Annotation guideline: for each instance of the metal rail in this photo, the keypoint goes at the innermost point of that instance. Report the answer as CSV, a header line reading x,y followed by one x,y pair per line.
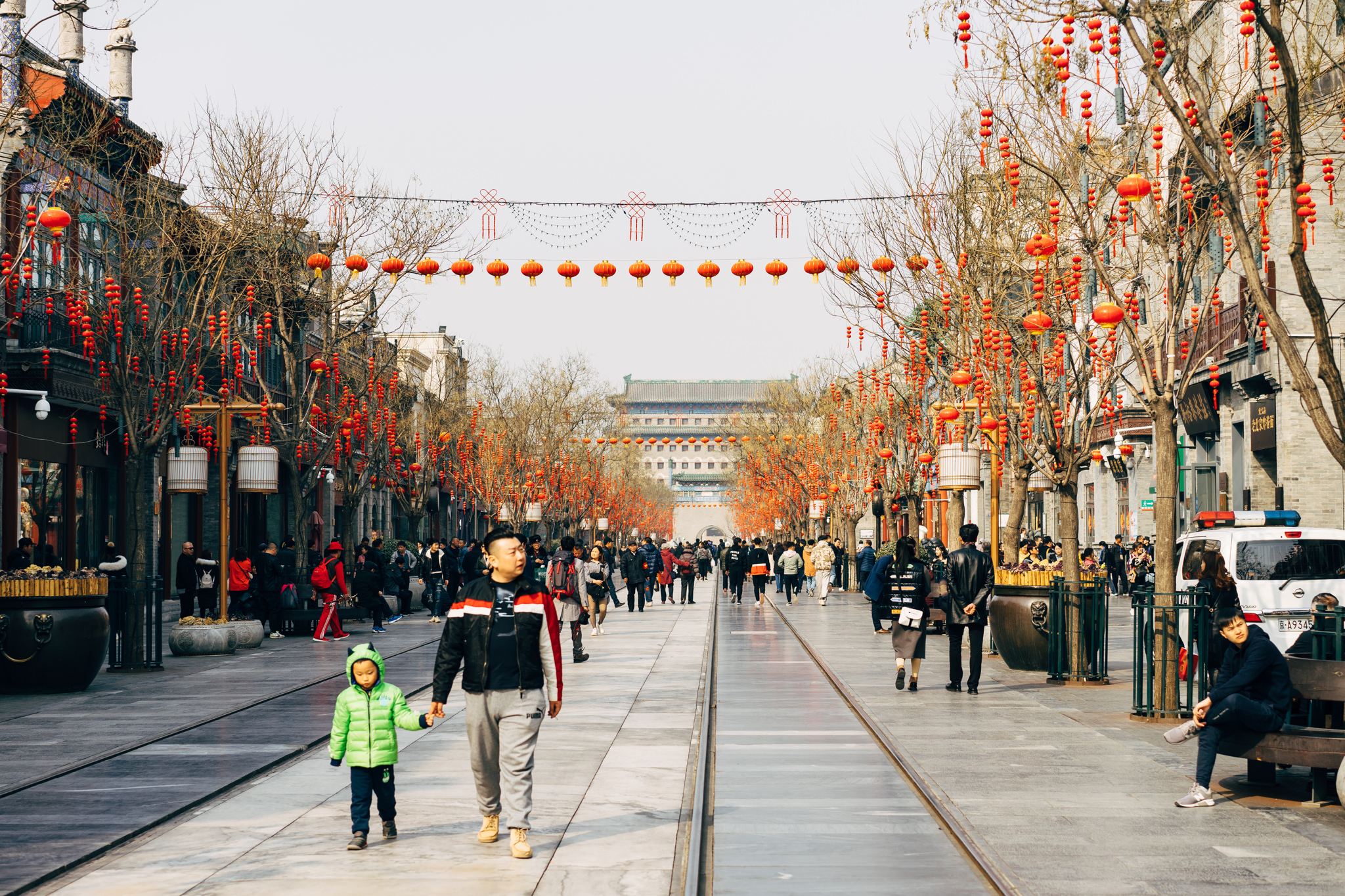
x,y
992,875
146,742
697,830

--- EXERCISE INSTRUCTIONS ---
Present the data above as a Markdown table with the columns Row and Line, one line per row, skipping blank lines and leaving out any picture.

--- THE RESPONSE ---
| Row | Line |
|---|---|
| 1 | Annotation guideline: for each instance of the metal rail in this photo, the keypoint goes at the innermost point of that instance. Report the answer as CSV, a header line reading x,y followed by one x,y pair per line. |
| 2 | x,y |
| 3 | 992,875 |
| 4 | 146,742 |
| 5 | 697,830 |